Image-grounded pointing data
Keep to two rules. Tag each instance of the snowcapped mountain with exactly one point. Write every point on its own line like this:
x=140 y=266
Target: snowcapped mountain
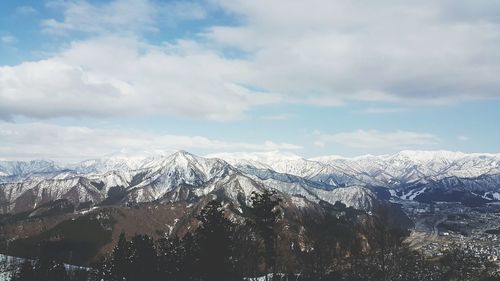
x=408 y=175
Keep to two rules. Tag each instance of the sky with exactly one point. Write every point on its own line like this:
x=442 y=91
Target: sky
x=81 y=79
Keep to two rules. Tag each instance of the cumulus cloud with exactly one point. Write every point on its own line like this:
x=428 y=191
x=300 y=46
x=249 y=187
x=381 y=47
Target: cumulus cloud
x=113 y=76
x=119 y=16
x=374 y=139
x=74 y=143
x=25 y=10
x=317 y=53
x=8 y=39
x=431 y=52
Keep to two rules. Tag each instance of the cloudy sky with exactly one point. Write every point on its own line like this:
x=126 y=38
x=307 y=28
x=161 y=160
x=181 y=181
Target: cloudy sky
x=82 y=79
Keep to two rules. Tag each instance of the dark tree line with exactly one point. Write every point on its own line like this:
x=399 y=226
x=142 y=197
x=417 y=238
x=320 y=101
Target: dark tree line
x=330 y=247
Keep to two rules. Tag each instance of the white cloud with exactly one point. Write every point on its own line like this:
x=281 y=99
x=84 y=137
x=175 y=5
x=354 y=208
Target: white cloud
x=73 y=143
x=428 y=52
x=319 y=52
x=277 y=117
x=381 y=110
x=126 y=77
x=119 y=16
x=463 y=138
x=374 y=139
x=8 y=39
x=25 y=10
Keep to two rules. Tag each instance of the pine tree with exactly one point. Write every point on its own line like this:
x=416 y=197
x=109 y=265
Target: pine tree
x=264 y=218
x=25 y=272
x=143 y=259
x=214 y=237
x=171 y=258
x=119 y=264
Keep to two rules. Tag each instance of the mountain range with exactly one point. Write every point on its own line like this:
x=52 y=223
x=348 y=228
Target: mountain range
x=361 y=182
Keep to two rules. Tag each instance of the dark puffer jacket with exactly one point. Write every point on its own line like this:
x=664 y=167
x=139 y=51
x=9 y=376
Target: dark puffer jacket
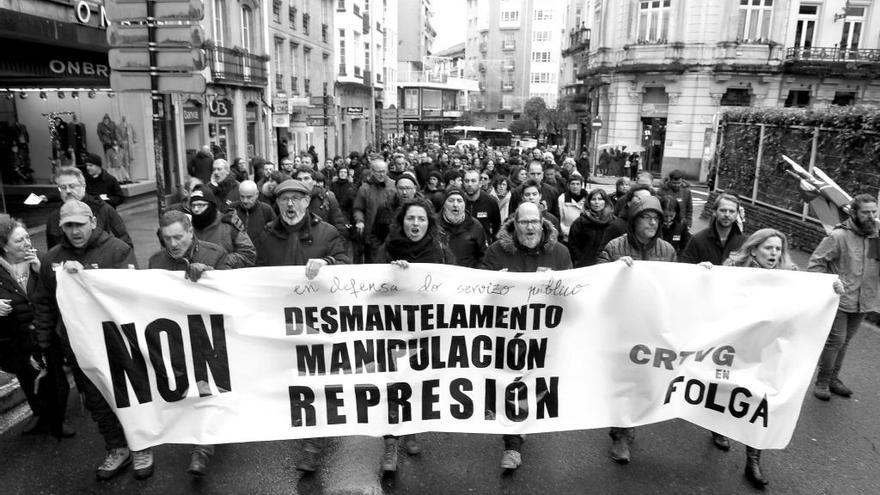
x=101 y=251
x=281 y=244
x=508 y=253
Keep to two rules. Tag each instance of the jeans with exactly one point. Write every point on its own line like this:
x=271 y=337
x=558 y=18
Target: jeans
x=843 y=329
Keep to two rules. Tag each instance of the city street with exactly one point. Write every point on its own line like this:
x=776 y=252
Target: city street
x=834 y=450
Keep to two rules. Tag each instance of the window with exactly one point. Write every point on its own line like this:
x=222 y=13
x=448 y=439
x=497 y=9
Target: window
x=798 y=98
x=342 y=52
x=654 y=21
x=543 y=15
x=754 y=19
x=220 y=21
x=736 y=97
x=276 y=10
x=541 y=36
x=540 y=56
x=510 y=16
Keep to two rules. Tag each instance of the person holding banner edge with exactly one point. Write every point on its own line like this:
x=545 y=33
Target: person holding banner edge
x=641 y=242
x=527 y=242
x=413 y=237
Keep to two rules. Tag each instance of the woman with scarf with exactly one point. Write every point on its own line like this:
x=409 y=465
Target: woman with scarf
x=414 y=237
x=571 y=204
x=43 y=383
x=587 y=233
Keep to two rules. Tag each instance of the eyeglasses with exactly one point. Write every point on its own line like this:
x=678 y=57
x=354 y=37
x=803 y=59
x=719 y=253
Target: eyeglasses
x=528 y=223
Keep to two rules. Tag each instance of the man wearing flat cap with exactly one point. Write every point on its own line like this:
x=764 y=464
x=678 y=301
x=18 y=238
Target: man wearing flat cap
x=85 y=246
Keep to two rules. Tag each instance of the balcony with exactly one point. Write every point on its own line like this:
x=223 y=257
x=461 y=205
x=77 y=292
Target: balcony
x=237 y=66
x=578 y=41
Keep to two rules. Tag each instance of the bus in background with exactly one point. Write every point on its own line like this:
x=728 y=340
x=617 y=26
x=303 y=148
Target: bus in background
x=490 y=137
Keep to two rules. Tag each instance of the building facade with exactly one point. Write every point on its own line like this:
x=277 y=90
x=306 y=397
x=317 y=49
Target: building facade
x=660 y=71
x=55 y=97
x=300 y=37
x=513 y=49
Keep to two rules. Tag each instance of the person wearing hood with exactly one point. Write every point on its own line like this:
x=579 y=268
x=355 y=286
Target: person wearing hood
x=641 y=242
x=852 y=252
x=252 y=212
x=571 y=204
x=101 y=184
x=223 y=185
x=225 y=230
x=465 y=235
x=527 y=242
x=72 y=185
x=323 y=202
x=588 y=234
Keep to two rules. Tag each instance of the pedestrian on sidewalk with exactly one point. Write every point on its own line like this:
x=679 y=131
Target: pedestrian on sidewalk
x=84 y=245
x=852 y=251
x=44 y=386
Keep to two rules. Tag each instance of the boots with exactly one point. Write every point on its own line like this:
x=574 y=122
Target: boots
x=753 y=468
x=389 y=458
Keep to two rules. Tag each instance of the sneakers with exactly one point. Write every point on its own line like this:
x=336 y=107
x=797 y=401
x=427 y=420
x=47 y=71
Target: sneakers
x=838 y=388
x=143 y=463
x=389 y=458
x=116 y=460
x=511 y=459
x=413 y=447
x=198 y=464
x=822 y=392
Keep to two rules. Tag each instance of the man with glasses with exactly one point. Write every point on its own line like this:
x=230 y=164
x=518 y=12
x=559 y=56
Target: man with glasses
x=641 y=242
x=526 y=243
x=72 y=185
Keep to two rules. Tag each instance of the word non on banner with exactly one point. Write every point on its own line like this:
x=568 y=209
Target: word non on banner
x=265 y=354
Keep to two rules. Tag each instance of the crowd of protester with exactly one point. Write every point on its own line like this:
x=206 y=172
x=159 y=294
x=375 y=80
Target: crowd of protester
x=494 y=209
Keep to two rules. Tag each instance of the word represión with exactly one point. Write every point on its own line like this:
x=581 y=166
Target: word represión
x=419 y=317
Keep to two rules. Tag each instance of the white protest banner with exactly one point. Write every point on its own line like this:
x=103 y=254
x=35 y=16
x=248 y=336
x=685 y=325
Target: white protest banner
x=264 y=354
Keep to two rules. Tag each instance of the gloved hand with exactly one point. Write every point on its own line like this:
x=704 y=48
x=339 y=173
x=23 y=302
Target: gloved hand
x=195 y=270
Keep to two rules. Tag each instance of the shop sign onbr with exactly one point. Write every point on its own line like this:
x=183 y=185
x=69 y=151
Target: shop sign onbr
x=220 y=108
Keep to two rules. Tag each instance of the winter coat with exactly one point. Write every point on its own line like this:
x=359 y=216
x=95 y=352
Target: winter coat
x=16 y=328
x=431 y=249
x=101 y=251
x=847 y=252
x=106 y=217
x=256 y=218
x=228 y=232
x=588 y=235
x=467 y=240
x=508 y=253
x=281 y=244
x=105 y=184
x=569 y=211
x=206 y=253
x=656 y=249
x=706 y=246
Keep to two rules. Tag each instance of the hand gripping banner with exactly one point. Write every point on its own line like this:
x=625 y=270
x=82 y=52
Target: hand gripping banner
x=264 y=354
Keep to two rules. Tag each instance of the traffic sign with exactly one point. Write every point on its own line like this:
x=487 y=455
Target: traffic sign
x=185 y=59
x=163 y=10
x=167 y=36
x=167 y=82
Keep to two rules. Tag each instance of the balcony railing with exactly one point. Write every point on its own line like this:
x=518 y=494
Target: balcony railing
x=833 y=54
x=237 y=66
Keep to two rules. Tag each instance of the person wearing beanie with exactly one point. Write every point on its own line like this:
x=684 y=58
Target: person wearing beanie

Try it:
The lines to be transcribed are those from the first line of the data above through the line holding "x=161 y=160", inclusive; copy them exactly and only, leaving out the pictures.

Your response:
Keep to two rules. Tag each instance of the snowcapped mountain with exactly one point. Write every point on its own line like this:
x=140 y=266
Target: snowcapped mountain
x=408 y=175
Keep to two rules. Tag each instance of the sky with exactly one point. Write every point on its own line like this:
x=442 y=91
Target: sky
x=81 y=79
Keep to two rules. Tag each instance of the cumulus cloud with exactly one point. Write every point on its own line like this:
x=428 y=191
x=300 y=46
x=249 y=187
x=381 y=47
Target: cumulus cloud
x=113 y=76
x=119 y=16
x=374 y=139
x=74 y=143
x=25 y=10
x=317 y=53
x=8 y=39
x=431 y=52
Keep to two rules. Tag each instance of the cloudy sky with exactly one point. Write every point on its own line like this:
x=126 y=38
x=307 y=28
x=161 y=160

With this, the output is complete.